Count the lines in the items below that contain the word "slope", treating uppercase and lowercase as different. Give only the number.

'''

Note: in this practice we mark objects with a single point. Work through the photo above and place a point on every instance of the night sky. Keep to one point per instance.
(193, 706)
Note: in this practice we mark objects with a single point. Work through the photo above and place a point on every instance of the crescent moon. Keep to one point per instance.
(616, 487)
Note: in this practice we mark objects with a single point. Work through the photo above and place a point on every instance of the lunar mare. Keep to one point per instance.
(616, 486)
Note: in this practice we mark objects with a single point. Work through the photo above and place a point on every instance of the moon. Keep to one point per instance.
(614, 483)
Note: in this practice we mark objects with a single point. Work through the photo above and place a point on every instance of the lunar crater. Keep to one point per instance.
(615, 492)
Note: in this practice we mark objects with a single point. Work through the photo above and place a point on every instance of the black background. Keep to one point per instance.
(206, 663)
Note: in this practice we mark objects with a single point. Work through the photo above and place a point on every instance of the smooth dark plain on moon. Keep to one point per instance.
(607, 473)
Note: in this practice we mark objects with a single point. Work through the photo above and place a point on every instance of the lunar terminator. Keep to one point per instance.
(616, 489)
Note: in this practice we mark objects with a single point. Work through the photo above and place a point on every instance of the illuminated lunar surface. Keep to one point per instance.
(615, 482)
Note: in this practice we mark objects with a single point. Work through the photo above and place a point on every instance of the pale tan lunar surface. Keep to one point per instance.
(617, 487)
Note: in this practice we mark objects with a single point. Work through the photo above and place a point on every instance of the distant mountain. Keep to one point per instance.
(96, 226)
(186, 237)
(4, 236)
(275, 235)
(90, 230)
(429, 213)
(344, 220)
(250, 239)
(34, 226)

'''
'''

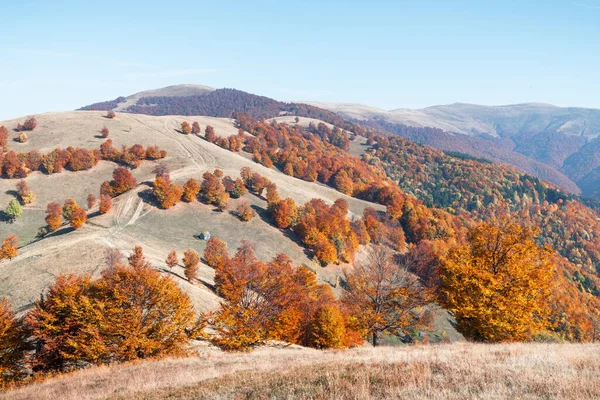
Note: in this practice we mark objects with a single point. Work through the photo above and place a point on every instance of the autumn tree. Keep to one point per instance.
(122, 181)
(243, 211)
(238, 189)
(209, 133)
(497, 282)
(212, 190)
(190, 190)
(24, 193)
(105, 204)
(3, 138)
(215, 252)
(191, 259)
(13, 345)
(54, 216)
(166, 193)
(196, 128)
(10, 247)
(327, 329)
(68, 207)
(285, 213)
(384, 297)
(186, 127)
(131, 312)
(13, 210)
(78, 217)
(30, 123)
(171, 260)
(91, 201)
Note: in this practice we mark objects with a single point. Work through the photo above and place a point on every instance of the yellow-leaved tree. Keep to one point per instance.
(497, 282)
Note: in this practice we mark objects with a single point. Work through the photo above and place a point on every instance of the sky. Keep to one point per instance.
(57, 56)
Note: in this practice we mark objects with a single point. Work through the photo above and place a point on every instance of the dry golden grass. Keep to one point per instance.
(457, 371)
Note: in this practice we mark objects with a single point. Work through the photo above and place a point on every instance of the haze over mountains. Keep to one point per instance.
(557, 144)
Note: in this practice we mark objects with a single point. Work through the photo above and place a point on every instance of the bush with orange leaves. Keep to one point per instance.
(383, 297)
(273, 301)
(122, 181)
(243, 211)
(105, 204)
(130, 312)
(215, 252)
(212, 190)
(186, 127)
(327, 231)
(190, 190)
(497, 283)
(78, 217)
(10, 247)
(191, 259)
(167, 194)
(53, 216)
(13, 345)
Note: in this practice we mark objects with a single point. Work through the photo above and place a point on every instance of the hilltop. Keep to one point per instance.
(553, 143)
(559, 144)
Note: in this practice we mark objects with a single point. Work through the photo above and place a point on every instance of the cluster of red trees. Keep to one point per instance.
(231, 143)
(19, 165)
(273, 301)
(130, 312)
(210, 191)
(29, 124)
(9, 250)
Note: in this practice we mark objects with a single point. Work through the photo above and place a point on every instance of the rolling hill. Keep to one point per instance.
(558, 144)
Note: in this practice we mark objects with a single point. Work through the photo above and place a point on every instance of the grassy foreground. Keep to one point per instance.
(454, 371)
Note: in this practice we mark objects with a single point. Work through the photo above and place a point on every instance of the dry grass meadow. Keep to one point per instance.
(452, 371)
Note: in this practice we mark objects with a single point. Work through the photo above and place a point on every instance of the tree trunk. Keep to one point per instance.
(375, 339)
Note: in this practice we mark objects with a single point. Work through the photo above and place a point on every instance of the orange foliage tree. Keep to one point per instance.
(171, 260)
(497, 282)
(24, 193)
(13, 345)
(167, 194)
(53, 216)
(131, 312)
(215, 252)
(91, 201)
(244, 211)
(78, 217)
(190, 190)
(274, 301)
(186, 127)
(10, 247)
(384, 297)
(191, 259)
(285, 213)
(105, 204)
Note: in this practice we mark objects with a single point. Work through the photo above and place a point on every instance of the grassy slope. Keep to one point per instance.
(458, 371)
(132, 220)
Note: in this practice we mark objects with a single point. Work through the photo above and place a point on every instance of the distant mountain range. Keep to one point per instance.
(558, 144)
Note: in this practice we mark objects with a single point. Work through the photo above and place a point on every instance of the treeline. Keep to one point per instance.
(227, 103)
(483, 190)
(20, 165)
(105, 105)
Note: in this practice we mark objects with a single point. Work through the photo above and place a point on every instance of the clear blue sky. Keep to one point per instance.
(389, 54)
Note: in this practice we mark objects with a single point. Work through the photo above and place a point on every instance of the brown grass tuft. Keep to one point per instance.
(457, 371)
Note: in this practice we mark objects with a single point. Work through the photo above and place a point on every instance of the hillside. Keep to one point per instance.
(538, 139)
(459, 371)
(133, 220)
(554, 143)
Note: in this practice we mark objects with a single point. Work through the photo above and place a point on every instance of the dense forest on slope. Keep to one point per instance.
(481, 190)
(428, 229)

'''
'''

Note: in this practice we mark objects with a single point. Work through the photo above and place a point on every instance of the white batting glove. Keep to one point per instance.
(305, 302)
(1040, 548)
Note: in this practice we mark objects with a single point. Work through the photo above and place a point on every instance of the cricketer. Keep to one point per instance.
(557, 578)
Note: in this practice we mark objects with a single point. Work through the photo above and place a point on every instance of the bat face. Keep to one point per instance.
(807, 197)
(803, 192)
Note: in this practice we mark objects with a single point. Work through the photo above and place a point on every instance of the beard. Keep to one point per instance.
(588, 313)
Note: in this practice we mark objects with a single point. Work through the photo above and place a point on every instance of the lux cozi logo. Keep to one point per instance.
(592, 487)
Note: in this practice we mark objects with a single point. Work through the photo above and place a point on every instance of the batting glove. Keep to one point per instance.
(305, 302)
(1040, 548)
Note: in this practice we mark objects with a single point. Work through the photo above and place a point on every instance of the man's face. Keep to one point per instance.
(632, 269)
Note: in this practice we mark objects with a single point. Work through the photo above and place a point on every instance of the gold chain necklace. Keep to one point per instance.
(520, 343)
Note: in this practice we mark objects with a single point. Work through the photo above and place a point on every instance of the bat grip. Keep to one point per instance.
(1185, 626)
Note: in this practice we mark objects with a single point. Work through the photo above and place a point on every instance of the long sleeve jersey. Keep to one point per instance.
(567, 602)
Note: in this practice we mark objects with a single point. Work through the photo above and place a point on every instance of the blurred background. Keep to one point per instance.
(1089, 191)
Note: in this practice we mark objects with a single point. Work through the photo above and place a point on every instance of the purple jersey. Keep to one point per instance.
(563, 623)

'''

Task solution >> 2